#### ACTIVITY
A complete, exact retyping of the data below is required.

#### Source records
◇ ◇ ◇ ◇ ◇
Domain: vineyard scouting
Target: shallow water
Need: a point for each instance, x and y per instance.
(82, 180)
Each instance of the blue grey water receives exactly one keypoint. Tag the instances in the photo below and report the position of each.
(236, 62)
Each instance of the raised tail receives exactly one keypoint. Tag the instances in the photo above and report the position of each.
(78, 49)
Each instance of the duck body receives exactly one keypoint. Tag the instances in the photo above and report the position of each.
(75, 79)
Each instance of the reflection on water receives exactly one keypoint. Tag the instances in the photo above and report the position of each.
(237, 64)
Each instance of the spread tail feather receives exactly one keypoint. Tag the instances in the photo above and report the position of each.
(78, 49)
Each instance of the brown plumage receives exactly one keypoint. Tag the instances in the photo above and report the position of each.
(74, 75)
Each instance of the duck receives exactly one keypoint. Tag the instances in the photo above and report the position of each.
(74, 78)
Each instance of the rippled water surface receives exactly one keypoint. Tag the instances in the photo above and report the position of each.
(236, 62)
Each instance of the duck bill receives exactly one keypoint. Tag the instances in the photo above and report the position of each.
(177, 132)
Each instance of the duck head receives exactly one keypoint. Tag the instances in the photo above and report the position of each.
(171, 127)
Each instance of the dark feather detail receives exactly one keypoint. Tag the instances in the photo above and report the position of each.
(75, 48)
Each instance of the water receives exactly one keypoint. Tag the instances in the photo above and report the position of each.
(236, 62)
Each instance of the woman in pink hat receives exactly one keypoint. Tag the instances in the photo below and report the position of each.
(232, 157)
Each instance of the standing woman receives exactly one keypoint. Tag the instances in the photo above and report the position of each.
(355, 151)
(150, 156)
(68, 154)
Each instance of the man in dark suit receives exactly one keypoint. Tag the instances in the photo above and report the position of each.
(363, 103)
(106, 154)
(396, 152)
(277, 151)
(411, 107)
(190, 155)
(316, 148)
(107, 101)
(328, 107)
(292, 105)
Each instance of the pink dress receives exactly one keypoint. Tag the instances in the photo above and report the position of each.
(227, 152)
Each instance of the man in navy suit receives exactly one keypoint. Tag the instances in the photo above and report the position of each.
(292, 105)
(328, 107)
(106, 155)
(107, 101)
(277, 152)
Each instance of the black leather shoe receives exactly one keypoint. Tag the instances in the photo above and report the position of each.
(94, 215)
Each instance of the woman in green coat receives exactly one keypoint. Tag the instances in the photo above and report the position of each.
◇ ◇ ◇ ◇ ◇
#### COMPLETED TASK
Domain: vineyard scouting
Target: shallow water
Need: a point for each instance, x and y per instance.
(82, 180)
Each instance of the blue grey water receives exactly one keypoint. Tag the instances in the photo below and report the position of each.
(236, 62)
Each instance of the raised tail receives exactly one keypoint. Tag the instances in the photo above and report the position of each.
(78, 49)
Each instance of the duck body receives exactly one keypoint. Tag the instances in the photo above and report the position of each.
(75, 79)
Each instance of the reflection on water receives exactly one keypoint. Tag the instances in the photo above and report the position of each.
(237, 64)
Each instance of the spread tail feather receives exactly one keypoint. Tag the instances in the photo above and report the position of each.
(78, 49)
Each instance of the brown plumage receives exactly one keypoint. Tag the instances in the photo above and report the position of each.
(74, 75)
Each instance of the duck receives exactly one keypoint. Tag the instances in the photo above and report the position of each.
(74, 78)
Each instance of the rippled water surface receives exactly one keypoint. Tag the instances in the photo above and report the position of each.
(236, 62)
Each instance of the duck bill receives exactly one keypoint. Tag the instances in the photo above and report the position of each.
(177, 132)
Each instance of the duck head receives exactly one keypoint. Tag the instances in the photo above and report the position of each.
(171, 127)
Each instance of the dark feather detail receives exactly one keypoint. Tag the instances in the photo above and report the position of each.
(75, 48)
Each instance of the water receives exactly one keypoint. Tag the instances in the photo above and report the position of each.
(236, 62)
Each instance of the woman in pink hat receives exactly one keypoint. Tag the instances in the photo below and report the position of each.
(232, 157)
Each instance of the standing woman receives exactly one keypoint. Tag the instances in the photo above and report the position of each.
(355, 151)
(150, 156)
(68, 154)
Each instance of the man in dark suit receives exactly one keypoint. Tag the instances in the photo above and report the position of each.
(363, 103)
(106, 154)
(396, 152)
(277, 151)
(411, 107)
(190, 155)
(316, 148)
(107, 101)
(328, 107)
(292, 105)
Each instance of the pink dress receives exactly one keypoint. Tag the instances in the photo above and report the position of each.
(227, 152)
Each instance of the man in navy suit receives exactly one keypoint. Tag the instances in the photo above and report the position of each.
(292, 105)
(328, 107)
(106, 155)
(107, 101)
(277, 152)
Each instance of the black leather shoe receives exactly one keypoint. Tag the instances in the photo above and report the position of each.
(94, 215)
Each instance of the woman in green coat receives exactly one keypoint. Tag the instances in the photo above and report the position of each.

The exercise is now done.